------ Supplied text

Lesson 3 - Opening torrent files for Planets datasets in Colab

Hi everyone,
I have followed the steps laid out in this tutorial to setup my data on Colab. However, I am stuck at opening the data which seems to be in torrent form. It seems that the 7zip file structure shown in tutorial don’t exist anymore and are available in torrent form only. These are the files I have downloaded so far

Kaggle-planet-test-tif.torrent	     test_v2_file_mapping.csv
Kaggle-planet-test-tif.torrent.zip   train_v2.csv
Kaggle-planet-train-tif.torrent.zip  train_v2.csv.zip
sample_submission_v2.csv.zip

I am not sure how to open/unpack the files that are in

Kaggle-planet-test-tif.torrent

and

Kaggle-planet-test-tif.torrent

which has the training and testing files. Any ideas on how to go about it??

1 Like

Hi Sanwal hope your having lots of fun.


You may need to download a torrent downloader like Bitorrent in order to down load the torrent files.

cheers mrfabulous1 :smiley::smiley:

it’s not allowed to download files in colab. Still what you can do is save it to the google drive but the file is of the size 19.4gb rest u decide.

------------
------ Data excerpts

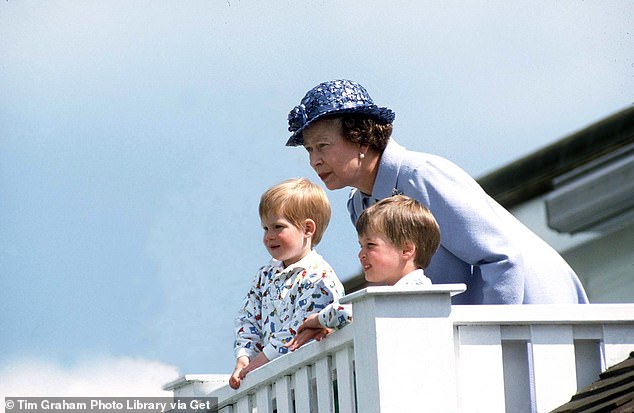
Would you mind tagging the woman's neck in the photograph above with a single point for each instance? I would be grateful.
(369, 170)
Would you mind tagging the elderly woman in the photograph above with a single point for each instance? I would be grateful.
(348, 139)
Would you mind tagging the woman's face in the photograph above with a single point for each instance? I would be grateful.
(333, 158)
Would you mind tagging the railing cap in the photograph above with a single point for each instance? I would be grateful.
(195, 378)
(452, 289)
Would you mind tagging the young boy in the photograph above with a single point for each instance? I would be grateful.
(296, 283)
(398, 237)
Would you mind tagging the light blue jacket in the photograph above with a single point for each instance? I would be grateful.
(482, 245)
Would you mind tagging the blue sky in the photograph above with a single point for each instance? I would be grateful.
(137, 136)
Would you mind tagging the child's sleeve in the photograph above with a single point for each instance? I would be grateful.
(336, 315)
(248, 322)
(315, 291)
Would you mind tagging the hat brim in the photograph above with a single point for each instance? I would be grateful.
(381, 114)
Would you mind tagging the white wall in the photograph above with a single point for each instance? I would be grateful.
(604, 262)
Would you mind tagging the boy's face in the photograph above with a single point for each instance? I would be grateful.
(283, 240)
(382, 261)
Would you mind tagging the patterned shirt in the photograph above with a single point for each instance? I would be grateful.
(337, 315)
(279, 301)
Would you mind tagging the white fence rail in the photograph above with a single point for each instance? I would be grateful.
(409, 350)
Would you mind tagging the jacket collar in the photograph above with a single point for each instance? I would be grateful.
(386, 180)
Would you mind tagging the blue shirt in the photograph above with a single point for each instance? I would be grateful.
(482, 245)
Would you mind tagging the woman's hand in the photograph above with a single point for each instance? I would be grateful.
(258, 361)
(241, 363)
(310, 329)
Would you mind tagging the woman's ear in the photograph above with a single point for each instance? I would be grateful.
(363, 149)
(309, 227)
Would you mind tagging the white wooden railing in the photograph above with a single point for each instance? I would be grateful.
(409, 350)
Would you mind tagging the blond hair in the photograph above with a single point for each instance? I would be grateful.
(402, 219)
(296, 200)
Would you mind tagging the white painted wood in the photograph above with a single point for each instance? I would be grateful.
(263, 400)
(515, 333)
(345, 385)
(283, 399)
(243, 405)
(588, 362)
(562, 340)
(324, 385)
(301, 381)
(412, 340)
(481, 379)
(542, 313)
(553, 356)
(517, 383)
(618, 343)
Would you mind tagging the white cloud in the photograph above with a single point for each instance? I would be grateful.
(99, 377)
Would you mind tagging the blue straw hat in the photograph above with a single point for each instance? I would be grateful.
(330, 98)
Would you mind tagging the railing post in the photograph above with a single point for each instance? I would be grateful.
(404, 348)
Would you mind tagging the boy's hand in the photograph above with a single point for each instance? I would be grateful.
(241, 363)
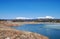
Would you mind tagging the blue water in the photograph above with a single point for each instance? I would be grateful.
(52, 31)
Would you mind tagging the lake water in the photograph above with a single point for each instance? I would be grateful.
(52, 31)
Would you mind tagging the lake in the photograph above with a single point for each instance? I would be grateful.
(52, 31)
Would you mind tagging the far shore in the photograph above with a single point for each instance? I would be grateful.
(8, 23)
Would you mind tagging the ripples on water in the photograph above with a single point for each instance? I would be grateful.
(50, 30)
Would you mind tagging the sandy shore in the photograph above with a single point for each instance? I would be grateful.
(9, 33)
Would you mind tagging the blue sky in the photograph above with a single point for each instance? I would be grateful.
(29, 8)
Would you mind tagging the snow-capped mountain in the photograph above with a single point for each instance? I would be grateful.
(46, 17)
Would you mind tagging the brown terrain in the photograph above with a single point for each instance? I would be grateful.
(9, 33)
(9, 23)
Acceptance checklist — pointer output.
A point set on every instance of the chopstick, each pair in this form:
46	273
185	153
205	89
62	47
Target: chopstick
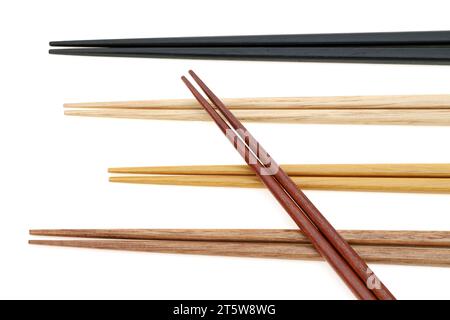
421	256
429	117
404	185
410	170
278	103
394	55
356	237
332	39
350	267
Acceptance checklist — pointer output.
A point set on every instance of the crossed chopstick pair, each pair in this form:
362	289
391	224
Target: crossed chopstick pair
325	239
409	178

------------

What you will do
a. Quote the forum thread word for word, starting at "which has the" and ending at "the torrent files.".
b. According to the last reply in the forum thread, how large is the file?
The stored data entries are material separate from the forum thread.

The results
a.
which has the training and testing files. Any ideas on how to go about it??

1 Like

Hi Sanwal hope your having lots of fun.


You may need to download a torrent downloader like Bitorrent in order to down load the torrent files.

b. 19.4gb